[Given records — start]

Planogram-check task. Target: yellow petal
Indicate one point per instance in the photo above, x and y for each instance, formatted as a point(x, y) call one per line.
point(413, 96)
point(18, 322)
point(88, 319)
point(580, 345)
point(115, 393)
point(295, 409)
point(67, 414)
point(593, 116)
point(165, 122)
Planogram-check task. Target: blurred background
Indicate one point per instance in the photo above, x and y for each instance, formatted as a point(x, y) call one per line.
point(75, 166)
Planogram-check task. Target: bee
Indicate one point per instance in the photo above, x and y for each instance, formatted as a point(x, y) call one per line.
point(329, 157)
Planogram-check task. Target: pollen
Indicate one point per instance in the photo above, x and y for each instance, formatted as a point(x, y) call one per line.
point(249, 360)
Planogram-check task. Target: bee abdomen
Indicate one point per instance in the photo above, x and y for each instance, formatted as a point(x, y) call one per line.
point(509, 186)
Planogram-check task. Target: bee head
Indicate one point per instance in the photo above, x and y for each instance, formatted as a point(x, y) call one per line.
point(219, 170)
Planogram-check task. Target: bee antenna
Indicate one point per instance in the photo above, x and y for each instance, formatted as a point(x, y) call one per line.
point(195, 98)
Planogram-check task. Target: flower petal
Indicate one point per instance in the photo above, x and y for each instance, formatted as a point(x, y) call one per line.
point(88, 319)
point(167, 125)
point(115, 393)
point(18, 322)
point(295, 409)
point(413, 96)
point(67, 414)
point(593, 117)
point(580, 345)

[Given records — finish]
[Given records — start]

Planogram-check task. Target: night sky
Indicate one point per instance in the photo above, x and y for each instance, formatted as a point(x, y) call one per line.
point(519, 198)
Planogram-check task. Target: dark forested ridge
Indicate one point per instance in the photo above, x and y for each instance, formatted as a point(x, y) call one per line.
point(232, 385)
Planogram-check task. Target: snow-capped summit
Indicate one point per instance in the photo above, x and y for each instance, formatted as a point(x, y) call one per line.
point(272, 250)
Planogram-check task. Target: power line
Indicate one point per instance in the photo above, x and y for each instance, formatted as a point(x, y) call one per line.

[Given records — finish]
[Given records — start]

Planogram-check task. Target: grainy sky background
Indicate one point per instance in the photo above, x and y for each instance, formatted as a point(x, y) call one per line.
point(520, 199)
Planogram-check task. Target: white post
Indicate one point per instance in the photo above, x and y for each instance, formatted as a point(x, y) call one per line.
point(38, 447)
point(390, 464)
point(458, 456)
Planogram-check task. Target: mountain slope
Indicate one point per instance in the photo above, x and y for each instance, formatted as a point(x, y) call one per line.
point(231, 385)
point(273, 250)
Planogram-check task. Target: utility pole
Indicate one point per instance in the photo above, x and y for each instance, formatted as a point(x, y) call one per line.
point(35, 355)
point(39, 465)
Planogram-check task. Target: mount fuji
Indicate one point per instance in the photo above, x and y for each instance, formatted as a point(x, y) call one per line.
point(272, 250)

[Given records — finish]

Report each line of the data in which "background" occurs.

> [Result of the exercise]:
Planogram-check task. Target: blurred background
Planogram-check task. Target: grainy sky background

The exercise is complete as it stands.